**PROBLEM DETAILS**:
Pick every line with "main" from the material below.

**SOURCE DATA**:
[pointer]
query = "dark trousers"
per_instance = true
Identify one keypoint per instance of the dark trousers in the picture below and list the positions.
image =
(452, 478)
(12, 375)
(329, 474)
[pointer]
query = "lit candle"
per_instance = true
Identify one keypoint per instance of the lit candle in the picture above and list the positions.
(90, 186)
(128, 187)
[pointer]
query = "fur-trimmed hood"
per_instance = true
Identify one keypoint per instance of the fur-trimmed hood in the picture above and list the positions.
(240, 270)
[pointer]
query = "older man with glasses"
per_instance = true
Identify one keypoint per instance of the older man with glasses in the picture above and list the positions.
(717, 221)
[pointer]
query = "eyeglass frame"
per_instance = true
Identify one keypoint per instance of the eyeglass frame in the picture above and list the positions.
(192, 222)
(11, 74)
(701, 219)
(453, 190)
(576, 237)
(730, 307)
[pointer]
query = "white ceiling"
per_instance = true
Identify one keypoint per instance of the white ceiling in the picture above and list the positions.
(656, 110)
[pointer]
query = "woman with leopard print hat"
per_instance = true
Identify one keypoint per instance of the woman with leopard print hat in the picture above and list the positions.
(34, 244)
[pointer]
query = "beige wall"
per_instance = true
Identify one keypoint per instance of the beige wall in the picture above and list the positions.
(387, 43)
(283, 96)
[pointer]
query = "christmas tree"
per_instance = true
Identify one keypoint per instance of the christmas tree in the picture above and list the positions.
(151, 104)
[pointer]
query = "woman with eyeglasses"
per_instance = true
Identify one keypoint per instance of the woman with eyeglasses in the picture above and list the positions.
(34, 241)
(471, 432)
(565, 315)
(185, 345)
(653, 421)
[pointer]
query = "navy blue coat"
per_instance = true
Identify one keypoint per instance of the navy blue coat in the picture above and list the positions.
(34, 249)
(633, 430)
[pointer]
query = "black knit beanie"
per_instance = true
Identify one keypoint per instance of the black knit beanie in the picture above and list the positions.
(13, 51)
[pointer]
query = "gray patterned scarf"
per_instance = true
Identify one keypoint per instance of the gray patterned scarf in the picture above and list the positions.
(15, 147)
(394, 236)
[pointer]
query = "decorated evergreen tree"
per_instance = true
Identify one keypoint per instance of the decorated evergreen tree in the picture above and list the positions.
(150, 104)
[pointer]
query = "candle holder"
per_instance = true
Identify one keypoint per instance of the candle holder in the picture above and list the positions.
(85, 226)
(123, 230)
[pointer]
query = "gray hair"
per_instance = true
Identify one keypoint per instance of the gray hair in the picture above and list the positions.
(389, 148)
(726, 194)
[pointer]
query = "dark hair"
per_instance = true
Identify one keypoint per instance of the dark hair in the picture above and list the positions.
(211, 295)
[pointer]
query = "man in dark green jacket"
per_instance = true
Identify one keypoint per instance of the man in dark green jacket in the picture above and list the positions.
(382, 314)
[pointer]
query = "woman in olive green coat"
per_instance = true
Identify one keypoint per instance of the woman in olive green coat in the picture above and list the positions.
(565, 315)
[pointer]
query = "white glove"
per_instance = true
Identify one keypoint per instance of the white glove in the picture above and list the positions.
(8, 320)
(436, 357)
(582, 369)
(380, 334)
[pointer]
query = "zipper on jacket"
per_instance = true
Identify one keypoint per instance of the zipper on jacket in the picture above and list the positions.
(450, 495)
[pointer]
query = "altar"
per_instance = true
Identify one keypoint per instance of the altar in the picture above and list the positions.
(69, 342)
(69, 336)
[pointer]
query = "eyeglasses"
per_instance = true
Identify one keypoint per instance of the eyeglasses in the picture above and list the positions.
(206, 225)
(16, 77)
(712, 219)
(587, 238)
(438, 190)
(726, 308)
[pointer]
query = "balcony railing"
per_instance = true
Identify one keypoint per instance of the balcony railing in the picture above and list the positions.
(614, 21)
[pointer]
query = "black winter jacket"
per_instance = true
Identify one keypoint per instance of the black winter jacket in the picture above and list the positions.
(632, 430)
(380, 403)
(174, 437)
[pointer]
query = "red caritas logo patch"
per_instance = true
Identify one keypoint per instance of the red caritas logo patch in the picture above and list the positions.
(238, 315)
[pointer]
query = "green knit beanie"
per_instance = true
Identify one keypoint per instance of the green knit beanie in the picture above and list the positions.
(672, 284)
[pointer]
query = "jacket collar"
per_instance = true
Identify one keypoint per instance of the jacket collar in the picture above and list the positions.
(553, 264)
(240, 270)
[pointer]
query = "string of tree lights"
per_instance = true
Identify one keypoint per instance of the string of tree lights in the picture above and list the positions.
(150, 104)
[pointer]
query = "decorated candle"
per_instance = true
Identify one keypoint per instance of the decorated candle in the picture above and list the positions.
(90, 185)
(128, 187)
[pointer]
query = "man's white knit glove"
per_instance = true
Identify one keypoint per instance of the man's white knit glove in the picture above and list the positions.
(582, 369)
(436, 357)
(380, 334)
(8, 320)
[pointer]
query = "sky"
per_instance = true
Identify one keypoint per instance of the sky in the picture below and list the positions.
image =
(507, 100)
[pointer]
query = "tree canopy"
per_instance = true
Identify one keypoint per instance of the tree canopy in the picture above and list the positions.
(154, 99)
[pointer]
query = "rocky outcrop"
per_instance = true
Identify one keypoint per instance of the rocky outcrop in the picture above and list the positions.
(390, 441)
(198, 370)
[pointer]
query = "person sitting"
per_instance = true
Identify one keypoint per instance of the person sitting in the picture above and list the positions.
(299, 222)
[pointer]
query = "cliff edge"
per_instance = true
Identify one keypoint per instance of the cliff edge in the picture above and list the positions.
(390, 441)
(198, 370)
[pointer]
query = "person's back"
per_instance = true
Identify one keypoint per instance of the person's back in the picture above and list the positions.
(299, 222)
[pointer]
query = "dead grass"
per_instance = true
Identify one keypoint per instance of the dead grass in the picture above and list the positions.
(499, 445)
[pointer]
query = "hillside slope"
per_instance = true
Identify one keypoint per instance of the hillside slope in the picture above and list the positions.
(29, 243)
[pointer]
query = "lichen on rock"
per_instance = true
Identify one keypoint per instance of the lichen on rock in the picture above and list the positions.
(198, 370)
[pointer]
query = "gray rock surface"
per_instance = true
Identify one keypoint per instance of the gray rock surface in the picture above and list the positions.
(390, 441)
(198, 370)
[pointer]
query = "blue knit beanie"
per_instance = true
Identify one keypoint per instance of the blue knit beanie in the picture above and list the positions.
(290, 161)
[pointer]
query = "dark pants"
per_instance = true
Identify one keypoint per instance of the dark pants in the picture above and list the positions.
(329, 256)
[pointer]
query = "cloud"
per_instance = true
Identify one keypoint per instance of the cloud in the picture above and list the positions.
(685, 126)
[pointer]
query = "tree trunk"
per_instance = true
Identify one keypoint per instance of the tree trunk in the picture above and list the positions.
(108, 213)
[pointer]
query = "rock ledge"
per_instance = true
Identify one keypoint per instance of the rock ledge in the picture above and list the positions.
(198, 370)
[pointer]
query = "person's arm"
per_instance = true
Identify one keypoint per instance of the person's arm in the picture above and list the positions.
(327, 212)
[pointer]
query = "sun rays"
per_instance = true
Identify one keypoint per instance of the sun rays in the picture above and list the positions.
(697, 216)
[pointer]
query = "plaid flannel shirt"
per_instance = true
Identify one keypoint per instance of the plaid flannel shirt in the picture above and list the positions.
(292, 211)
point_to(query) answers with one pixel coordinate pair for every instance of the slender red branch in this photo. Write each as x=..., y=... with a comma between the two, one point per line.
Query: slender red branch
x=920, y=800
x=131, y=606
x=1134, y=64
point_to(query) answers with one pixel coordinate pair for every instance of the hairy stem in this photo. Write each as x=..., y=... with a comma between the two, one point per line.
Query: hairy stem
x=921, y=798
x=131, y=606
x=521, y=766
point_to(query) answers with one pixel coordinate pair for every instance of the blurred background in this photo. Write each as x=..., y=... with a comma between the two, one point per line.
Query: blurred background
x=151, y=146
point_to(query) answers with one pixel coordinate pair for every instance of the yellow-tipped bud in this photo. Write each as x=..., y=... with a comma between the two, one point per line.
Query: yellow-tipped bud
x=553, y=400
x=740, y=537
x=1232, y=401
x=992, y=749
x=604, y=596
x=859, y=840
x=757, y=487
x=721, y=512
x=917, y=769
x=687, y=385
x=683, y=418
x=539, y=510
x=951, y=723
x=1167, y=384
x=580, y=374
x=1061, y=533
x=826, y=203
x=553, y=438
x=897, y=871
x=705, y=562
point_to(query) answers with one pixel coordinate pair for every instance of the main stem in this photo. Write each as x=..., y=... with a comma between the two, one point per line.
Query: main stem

**SOLVED PROBLEM**:
point_to(query) answers with one pixel coordinate pair for every instance of the main stem in this photo. Write each as x=..., y=... with a comma between the two, one point per line.
Query: main stem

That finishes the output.